Posted: Jul 02, 2010 3:54 pm
by hotshoe
CharlieM wrote:Has anyone observed a biological system becoming more efficient over time as natural selection working on changes makes the necessary tweeks.

Yes, of course we have.

Breaking news today, Genetic Evidence for High-Altitude Adaptation in Tibet

Tatum S. Simonson, Yingzhong Yang, Chad D. Huff, Haixia Yun, Ga Qin, David J. Witherspoon, Zhenzhong Bai, Felipe R. Lorenzo, Jinchuan Xing, Lynn B. Jorde, Josef T. Prchal, RiLi G wrote:... Positively selected haplotypes of EGLN1 and PPARA were significantly associated with the decreased hemoglobin phenotype that is unique to this highland population. Identification of these genes provides support for previously hypothesized mechanisms of high-altitude adaptation and illuminates the complexity of hypoxia-response pathways in humans.

■ **TASK REQUIREMENTS**:
A) In the forum post, which two genes have positively selected haplotypes linked to the decreased hemoglobin phenotype?
B) Summarize the forum post in two sentences.
C) Carry the forum post on high-altitude adaptation in Tibet forward from its final sentence.
The entries that follow play no part in this work.

■ **RECORDS**:
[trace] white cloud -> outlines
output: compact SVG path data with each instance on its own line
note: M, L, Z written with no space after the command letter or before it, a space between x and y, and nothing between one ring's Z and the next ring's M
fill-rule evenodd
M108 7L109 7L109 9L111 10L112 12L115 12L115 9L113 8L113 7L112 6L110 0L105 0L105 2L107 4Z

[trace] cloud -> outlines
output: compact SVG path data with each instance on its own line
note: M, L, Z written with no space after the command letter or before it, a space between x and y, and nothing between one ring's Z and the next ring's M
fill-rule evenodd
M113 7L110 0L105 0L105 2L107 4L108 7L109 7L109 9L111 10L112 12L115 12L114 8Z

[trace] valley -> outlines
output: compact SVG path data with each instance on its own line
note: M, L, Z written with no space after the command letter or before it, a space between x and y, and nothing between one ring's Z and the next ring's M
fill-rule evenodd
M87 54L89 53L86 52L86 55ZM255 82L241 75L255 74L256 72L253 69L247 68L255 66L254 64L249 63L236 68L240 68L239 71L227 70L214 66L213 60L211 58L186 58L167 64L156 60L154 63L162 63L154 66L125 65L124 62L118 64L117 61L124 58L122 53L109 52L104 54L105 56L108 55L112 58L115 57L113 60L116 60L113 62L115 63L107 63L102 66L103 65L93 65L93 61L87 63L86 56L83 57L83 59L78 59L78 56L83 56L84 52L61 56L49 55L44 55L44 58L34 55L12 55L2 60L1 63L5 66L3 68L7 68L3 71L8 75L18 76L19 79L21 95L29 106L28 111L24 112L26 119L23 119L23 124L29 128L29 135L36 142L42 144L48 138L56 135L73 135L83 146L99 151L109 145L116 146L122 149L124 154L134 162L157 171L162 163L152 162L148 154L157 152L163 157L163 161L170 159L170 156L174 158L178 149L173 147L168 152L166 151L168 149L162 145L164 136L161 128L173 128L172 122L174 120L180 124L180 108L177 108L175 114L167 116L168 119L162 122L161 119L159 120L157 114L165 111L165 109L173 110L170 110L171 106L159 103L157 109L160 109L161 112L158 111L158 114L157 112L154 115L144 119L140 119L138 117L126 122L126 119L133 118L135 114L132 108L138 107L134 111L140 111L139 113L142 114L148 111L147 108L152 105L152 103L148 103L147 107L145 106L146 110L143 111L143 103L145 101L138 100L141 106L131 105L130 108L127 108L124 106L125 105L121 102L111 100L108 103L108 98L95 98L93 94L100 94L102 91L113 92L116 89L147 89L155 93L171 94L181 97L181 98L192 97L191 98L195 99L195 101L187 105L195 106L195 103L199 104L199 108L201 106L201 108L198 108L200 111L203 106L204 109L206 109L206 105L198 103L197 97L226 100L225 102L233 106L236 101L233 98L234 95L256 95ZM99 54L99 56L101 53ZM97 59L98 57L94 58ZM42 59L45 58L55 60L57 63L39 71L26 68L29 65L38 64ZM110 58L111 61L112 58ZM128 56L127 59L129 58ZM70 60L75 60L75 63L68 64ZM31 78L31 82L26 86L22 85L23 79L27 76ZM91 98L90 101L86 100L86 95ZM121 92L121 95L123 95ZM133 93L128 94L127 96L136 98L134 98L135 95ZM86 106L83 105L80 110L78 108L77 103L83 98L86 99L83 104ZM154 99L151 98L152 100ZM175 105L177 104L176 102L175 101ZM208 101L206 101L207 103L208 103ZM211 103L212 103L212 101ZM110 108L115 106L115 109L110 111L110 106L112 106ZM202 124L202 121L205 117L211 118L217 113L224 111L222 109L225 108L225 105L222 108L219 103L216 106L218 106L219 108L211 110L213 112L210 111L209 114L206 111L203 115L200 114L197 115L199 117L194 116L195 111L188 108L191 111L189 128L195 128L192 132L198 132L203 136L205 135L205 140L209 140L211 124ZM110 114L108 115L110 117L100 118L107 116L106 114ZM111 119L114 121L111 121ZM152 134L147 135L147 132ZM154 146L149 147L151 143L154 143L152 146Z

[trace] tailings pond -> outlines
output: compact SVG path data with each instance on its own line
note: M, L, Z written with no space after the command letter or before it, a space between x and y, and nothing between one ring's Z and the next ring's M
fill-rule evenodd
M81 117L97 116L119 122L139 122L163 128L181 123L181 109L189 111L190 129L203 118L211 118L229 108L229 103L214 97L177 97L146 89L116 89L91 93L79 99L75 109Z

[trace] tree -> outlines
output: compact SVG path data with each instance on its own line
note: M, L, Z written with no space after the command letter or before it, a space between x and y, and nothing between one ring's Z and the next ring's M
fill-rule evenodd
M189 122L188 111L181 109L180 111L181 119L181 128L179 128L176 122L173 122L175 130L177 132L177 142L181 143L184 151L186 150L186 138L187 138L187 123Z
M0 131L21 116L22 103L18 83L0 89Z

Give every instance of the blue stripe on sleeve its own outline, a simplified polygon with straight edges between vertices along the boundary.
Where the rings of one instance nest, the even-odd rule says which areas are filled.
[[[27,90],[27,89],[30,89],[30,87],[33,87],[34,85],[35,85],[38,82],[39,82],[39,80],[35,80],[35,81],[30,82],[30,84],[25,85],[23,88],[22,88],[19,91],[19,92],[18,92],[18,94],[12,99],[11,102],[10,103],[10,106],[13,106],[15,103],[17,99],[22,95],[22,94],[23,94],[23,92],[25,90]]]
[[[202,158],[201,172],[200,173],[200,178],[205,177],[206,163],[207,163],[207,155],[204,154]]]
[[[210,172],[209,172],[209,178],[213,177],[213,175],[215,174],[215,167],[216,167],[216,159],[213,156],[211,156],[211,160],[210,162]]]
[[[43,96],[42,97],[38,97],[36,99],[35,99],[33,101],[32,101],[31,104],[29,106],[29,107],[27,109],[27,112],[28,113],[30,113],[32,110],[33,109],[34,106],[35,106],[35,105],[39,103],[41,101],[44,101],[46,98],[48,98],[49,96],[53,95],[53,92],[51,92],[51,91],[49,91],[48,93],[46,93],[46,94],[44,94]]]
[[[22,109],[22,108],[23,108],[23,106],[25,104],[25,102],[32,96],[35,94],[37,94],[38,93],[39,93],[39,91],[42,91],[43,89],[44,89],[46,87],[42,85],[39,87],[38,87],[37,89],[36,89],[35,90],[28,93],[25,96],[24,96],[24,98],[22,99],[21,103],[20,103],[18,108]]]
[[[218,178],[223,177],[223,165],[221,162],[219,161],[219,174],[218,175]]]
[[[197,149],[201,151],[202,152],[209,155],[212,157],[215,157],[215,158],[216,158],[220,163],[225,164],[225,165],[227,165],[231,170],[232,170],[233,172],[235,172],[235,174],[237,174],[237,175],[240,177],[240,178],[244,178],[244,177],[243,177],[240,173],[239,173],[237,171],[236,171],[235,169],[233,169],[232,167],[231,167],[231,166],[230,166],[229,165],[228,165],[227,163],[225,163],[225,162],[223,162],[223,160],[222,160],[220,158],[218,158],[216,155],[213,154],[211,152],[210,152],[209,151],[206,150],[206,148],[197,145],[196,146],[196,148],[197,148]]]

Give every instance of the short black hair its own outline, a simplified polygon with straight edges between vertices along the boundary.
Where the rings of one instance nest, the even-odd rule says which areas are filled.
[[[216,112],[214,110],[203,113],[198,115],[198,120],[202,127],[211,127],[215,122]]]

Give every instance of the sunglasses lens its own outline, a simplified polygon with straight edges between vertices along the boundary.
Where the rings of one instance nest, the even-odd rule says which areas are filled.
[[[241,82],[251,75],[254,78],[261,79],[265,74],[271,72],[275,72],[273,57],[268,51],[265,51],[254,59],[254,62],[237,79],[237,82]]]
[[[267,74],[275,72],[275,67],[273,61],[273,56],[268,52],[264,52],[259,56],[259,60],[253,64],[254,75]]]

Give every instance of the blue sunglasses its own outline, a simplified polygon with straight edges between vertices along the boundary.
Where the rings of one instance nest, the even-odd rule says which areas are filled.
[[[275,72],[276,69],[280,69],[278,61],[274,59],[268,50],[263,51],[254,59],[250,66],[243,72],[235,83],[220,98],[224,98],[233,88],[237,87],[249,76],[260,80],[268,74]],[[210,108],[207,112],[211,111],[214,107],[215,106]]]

■ **ACTIVITY ANSWERS**:
A) EGLN1 and PPARA.

B) In reply to CharlieM's question about whether anyone has observed a biological system becoming more efficient over time through natural selection, hotshoe answers yes and points to news of genetic evidence for high-altitude adaptation in Tibet. The quoted study reports that positively selected haplotypes of EGLN1 and PPARA were significantly associated with a decreased hemoglobin phenotype unique to this highland population, which supports earlier hypotheses about high-altitude adaptation.

C)
Here's a good summary in the popular press:
Cian O'Luanaigh, The Guardian wrote:An international team of researchers compared the DNA of 50 Tibetans with that of 40 Han Chinese and found 34 mutations that have become more common in Tibetans in the 2,750 years since the populations split. More than half of these changes are related to oxygen metabolism.

The gene [EPAS1], which codes for a protein involved in responding to falling oxygen levels and is associated with improved athletic performance in endurance athletes, seems to be the key to Tibetan adaptation to life at high altitude. A mutation in the gene that is thought to affect red blood cell production was present in only 9% of the Han population, but was found in 87% of the Tibetan population.